-- Begin Source --

OT: question re. the Volume of unwanted email (fwd)

Hi Folks,

Someone on the cybertelecom list raised a question about the real costs of
handling spam (see below) in terms of computer resources, transmission,
etc. This dovetailed a discussion I had recently with several former BBN
colleagues - where someone pointed out that email is not a very high
percentage of total internet traffic, compared to all the multimedia and
video floating around these days.

Since a lot of the arguments about spam hinge on the various costs it
imposes on ISPs, it seems like it would be a good thing to get a handle on
quantitative data.

It occurs to me that a lot of people on this list might have that sort of
quantitative data - so... any comments?

Regards,

Miles Fidelman

Miles Fidelman wrote:

Since a lot of the arguments about spam hinge on the various costs it
imposes on ISPs, it seems like it would be a good thing to get a handle on
quantitative data.

While there is a cost to ISPs reguarding spam, the highest cost is still on the recipient. End User's who are outraged by their children getting pornography in email, or having trouble finding their legitimate emails due to the sheer volume of spam that fills their inbox. There are cases where emails are so far out of 822 compliance that the mail clients lock up or crash when attempting to read the message. Time is expended across the board in handling, blocking, verifying, or deleting spam. In this day and age, time is often more valuable than money and the assigned value is dependant on the individual. Unfortunately, end user's cannot just highlight and hit delete on spam. They must look at almost every email to verify that it is spam and not a business or personal email. The misleading subject lines and forgeries are making this even more necessary.

-Jack

jbates@brightok.net (Jack Bates) writes:

While there is a cost to ISPs reguarding spam, the highest cost is still
on the recipient. End User's who are outraged by their children getting
pornography in email, or having trouble finding their legitimate emails
due to the sheer volume of spam that fills their inbox.

yes.

lartomatic=# select date(entered),count(*)
             from spam
             where date(entered)>now()-'20 days'::interval
             group by date(entered)
             order by date(entered) desc;
    date | count

Someone on the cybertelecom list raised a question about the real costs
of handling spam (see below) in terms of computer resources,
transmission, etc. This dovetailed a discussion I had recently with
several former BBN colleagues - where someone pointed out that email is
not a very high percentage of total internet traffic, compared to all
the multimedia and video floating around these days.

-- End Source --
-- Begin Supplied entries --

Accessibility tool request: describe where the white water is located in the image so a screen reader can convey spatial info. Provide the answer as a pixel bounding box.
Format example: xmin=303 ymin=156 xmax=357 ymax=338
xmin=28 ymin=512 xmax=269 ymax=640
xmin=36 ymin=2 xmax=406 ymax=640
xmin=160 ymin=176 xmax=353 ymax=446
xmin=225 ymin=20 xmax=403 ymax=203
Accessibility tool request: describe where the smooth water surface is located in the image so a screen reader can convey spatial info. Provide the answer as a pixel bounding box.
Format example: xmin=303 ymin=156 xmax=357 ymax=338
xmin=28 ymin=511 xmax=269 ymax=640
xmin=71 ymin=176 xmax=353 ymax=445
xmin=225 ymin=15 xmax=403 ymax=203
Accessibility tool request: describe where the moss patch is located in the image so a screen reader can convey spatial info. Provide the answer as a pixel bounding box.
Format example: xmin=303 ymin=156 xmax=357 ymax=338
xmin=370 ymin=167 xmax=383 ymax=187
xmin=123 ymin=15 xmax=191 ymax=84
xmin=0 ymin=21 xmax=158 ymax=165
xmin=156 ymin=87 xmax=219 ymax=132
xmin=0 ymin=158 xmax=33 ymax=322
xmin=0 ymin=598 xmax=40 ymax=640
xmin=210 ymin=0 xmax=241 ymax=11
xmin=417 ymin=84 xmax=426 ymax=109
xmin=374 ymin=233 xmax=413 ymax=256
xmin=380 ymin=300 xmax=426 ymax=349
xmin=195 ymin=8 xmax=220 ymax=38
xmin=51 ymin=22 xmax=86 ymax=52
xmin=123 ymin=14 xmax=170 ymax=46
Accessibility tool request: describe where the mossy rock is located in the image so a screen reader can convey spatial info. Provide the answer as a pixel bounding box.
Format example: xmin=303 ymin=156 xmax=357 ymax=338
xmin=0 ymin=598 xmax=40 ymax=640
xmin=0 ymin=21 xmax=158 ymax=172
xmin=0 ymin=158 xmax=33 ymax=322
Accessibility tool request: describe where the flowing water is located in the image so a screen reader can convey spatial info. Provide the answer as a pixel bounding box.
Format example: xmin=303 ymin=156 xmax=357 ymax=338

-- End Supplied entries --

To-do list:
1) In the thread on spam costs, list the activities that Jack Bates says consume time in dealing with spam.
2) Print the passage of the thread on spam costs from "jbates@brightok.net (Jack Bates)" to "group by date(entered)".
3) Carry on the thread on spam costs from its last sentence.

Task-by-task outputs:
1) handling, blocking, verifying, deleting

2)
jbates@brightok.net (Jack Bates) writes:

While there is a cost to ISPs reguarding spam, the highest cost is still
on the recipient. End User's who are outraged by their children getting
pornography in email, or having trouble finding their legitimate emails
due to the sheer volume of spam that fills their inbox.

yes.

lartomatic=# select date(entered),count(*)
             from spam
             where date(entered)>now()-'20 days'::interval
             group by date(entered)

3)
The major cost items I've seen are increased bandwidth costs (measured
rate), equipment, filtering software/services, and personnel. These costs
vary depending on the size of the organization and the kinds of service
the organization provides (as a dramatic example, the cost burden is
proportionally higher for an email house like pobox than it would be for
yahoo). There are other indirect costs too; lots of organizations have
stopped sharing backup MX services because of problems with assymetrical
filtering, which can translate into more outages, which can lead to ...

My feeling is that any organization with at least one full-time spam
staffer could probably come up with a minimal cost estimate of $.01 per
message. End-users with measured rate services (eg, cellular) can also
reach similar loads with little effort. But due to the variables and
competitive concerns, you'll probably have to go door-to-door with a
non-disclosure agreement to get people to cough up their exact costs,
assuming they are tracking it.

There has been much to-do about spam of late. Figures from Canarie show
that SMTP transmissions account for about .5% of the volume of Internet
traffic. This may be typical of backbone networks, or not. Commercial
networks are jealous of revealing information of this nature.

The backbone utilization isn't going to be relevant unless it is high
enough to affect the price of offering the connection. The mailstore is
where the pressure is at. Companies and users who sink capital and time
into unnecessary maintenance have always been the victims. These costs
also have secondary effects, like permanently delaying rate reductions
(sorry your tuition went up again, but we had to buy another cluster),
which in turn affects other parties, but the bulk of the pressure is
wherever the mailstore is at.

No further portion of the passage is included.